┏━━
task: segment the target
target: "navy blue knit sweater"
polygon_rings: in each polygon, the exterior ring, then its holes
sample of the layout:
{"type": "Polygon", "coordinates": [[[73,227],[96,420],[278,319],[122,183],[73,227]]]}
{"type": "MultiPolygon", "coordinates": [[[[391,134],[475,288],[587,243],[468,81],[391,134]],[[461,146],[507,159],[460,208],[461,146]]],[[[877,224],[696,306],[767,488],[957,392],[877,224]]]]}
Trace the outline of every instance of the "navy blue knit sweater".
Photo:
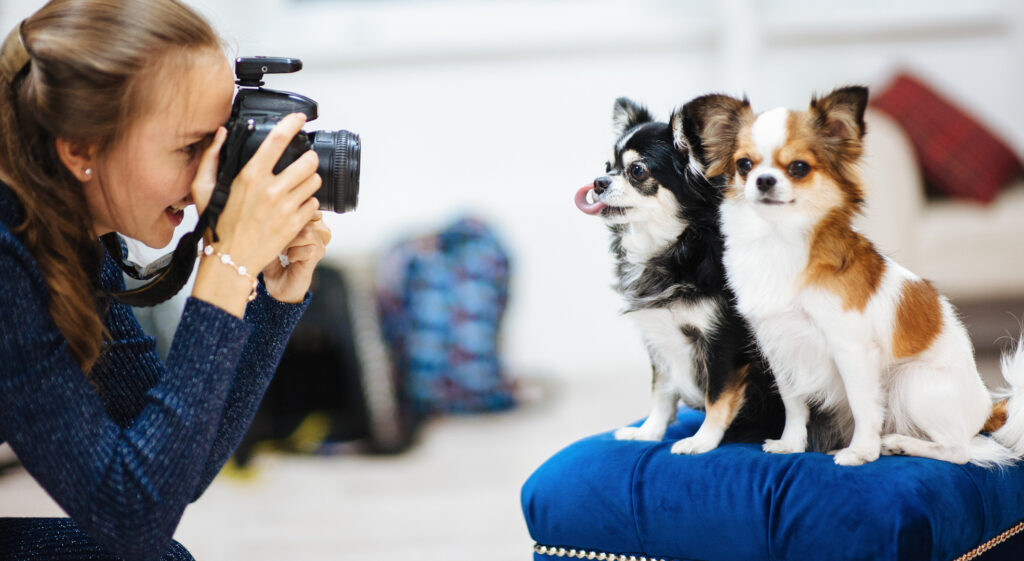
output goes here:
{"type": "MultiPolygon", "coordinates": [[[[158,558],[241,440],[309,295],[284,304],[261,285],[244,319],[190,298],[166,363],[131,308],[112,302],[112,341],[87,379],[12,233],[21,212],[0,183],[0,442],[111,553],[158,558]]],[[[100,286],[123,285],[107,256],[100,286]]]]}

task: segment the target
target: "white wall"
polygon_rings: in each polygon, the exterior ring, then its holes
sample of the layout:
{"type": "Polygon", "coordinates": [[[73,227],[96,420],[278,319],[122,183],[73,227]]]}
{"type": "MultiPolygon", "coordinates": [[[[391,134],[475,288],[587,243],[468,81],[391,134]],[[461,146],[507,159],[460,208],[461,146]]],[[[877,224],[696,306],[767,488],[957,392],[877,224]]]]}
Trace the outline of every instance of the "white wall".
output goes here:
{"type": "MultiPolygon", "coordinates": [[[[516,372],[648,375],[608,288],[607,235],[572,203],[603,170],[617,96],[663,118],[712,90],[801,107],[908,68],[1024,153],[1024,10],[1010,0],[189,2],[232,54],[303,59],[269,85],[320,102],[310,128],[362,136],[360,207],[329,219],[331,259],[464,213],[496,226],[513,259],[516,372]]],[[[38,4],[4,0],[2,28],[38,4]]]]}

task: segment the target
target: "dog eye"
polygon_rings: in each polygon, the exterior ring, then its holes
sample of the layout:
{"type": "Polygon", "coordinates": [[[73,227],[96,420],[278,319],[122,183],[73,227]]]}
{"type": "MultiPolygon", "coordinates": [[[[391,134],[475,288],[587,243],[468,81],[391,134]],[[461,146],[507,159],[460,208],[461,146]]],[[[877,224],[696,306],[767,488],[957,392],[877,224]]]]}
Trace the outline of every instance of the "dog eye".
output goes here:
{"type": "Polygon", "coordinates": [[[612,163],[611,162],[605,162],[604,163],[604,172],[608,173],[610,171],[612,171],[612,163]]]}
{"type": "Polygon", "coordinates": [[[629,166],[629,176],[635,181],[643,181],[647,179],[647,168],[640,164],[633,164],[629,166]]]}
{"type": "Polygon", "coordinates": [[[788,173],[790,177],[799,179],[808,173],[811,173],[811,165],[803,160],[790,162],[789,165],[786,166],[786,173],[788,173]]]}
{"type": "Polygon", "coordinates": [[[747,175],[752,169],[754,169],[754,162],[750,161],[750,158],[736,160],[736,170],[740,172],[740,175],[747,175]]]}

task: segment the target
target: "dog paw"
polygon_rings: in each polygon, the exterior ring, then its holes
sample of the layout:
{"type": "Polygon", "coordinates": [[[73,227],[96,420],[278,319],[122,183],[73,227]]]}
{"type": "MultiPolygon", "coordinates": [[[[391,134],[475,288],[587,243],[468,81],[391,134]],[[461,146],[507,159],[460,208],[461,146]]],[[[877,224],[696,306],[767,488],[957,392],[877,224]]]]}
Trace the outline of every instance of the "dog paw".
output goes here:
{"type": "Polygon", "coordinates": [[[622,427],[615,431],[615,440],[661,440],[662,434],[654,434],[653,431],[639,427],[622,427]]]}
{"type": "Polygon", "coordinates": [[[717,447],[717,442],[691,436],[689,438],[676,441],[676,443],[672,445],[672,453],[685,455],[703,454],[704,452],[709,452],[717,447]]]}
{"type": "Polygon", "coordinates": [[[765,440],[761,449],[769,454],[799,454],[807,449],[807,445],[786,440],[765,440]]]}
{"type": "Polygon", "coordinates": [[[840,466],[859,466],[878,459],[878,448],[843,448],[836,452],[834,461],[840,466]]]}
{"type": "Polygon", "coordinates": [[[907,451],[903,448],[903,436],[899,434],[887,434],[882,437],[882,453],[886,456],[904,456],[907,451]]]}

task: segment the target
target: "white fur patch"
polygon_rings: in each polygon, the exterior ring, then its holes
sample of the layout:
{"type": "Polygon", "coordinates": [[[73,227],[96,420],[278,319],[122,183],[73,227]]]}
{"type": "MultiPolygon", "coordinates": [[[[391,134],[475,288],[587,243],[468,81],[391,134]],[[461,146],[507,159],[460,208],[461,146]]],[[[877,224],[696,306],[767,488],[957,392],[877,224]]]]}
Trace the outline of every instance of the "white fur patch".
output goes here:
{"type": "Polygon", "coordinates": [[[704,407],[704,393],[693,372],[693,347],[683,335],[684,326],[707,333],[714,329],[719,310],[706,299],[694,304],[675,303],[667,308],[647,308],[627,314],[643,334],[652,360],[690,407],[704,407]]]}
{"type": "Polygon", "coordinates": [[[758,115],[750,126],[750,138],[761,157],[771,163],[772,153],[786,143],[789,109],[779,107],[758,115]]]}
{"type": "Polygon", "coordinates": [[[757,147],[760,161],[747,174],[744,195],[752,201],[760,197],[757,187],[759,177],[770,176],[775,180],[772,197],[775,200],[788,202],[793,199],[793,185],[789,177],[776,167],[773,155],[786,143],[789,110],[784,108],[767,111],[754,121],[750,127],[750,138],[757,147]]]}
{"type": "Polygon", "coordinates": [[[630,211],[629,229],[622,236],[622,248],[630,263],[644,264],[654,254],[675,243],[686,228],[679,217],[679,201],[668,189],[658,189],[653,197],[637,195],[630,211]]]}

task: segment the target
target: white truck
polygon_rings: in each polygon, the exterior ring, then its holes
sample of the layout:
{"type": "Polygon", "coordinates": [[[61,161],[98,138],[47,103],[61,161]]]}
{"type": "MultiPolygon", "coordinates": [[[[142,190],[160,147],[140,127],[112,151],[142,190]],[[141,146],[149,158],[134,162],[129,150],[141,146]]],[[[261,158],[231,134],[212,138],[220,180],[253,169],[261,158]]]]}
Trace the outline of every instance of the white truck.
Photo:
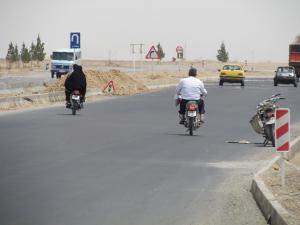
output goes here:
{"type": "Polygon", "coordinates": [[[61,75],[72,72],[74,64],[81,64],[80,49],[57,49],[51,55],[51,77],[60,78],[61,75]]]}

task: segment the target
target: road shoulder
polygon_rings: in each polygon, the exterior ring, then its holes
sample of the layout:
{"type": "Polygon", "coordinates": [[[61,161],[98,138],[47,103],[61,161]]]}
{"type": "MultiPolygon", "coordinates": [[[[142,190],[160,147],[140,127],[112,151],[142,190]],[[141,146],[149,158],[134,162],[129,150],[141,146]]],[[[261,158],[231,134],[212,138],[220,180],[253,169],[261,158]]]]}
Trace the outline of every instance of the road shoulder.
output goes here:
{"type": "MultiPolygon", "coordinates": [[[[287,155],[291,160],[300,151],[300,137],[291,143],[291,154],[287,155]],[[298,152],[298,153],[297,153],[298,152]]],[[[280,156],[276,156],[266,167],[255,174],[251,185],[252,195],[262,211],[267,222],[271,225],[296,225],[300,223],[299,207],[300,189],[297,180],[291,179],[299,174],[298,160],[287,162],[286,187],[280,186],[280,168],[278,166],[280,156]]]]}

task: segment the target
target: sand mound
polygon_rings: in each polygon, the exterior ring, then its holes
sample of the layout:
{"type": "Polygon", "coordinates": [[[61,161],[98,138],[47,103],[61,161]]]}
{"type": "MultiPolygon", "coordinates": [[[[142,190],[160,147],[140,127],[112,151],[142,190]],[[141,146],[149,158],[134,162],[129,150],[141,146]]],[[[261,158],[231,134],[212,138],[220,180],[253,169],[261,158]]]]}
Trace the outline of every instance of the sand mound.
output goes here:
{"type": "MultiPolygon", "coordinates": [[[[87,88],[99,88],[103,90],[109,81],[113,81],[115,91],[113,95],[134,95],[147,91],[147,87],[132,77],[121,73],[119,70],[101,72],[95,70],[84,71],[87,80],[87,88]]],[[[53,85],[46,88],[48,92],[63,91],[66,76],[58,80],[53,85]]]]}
┗━━
What you will do
Your answer should consist of each line above in which "white" appears.

Solution to this task
target: "white wall"
Trace the outline of every instance of the "white wall".
target: "white fur patch"
Trace the outline of every instance of the "white fur patch".
target: white truck
Trace the outline of every instance of the white truck.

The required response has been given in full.